** Study material follows **

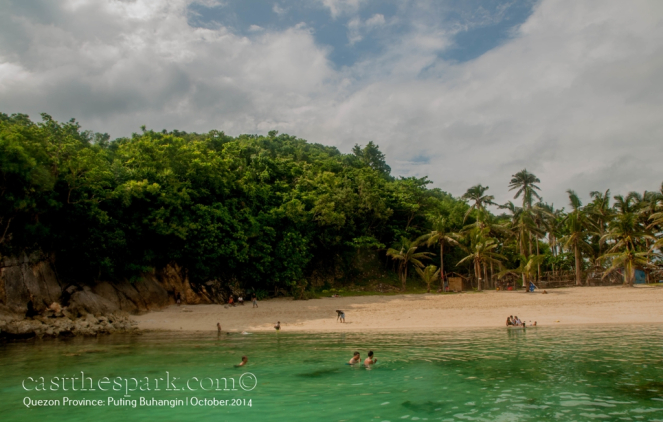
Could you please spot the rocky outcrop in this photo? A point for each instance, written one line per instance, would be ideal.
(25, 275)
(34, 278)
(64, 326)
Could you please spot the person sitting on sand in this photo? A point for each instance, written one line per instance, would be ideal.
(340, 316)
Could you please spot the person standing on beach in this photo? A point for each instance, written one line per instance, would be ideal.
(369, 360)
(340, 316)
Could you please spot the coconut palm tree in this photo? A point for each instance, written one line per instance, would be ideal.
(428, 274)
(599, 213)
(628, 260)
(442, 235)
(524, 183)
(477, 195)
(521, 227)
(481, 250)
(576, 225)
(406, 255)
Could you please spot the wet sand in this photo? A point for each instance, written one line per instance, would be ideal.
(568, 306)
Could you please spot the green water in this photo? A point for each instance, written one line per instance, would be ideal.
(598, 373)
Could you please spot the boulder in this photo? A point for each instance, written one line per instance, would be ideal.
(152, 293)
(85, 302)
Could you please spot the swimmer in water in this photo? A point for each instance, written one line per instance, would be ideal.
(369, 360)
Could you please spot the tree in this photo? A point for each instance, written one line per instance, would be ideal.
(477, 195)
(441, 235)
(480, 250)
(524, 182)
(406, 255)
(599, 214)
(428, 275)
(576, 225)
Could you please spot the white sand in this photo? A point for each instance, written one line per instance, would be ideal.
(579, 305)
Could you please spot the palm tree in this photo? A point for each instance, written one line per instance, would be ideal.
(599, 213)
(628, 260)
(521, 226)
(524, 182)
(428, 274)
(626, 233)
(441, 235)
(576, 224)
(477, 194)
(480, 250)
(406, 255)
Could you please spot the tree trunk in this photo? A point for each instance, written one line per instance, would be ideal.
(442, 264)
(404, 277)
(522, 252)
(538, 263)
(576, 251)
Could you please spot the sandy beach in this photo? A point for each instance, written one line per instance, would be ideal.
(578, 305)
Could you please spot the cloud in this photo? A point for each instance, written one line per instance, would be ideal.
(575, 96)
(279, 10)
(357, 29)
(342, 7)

** End of Study material **

--- Work task ---
Restate the records above in full and word for word, but do not carry over any pictures.

--- Task response ---
Could you please spot the rocky outcrop in this photo? A point for each instance, written one line per instance, would be ideal.
(25, 275)
(34, 278)
(64, 326)
Could you please spot the person sitting on sand in this photo? A point for each instance, written one line per instance, would be ideal.
(340, 316)
Could you please spot the person standing on beach in this photo? A point for each instance, written one line per instance, would be ideal.
(369, 360)
(340, 316)
Could you please spot the coconut palm tree in this photo? A point for each instance, written one line per instance, would be ideal.
(428, 274)
(599, 213)
(628, 260)
(442, 235)
(524, 183)
(477, 195)
(521, 227)
(481, 250)
(576, 225)
(406, 255)
Could you please spot the wet sand in this photo? A point for each instance, written one line per instance, would be ideal.
(568, 306)
Could you please spot the green water in this photo? A point for each instance, written one line per instance, would be ideal.
(598, 373)
Could you please spot the boulder in this photo? A point for each instance, written one line per instance, would be ideal.
(152, 293)
(85, 302)
Could you please spot the swimmer in water in this photo? A point for each instance, written one line per instance, would be ideal.
(369, 360)
Could you please spot the tree in this photo? A point for each instance, written one line per instance, would be ideal.
(477, 195)
(441, 235)
(480, 250)
(524, 182)
(406, 255)
(599, 214)
(428, 275)
(576, 225)
Could you please spot the white sand in this photo? A point for each instance, written one line per instance, would be ideal.
(579, 305)
Could you please spot the palm tree in this photo? A point for each instance, written one line per instance, would be ideal.
(599, 213)
(628, 260)
(521, 226)
(524, 182)
(428, 274)
(626, 233)
(441, 235)
(576, 224)
(477, 194)
(480, 250)
(406, 255)
Could you please spot the tree trunk in this photo? A point for each instance, written one line per instance, would be ideal.
(442, 264)
(404, 277)
(522, 252)
(538, 263)
(576, 251)
Could you please spot the sandy beach in this photo? A point for each instance, written one line per instance, would be ideal.
(578, 305)
Could you please spot the cloud in this photo? A point for each instance, written one line per instance, would be ideal.
(575, 96)
(279, 10)
(357, 29)
(342, 7)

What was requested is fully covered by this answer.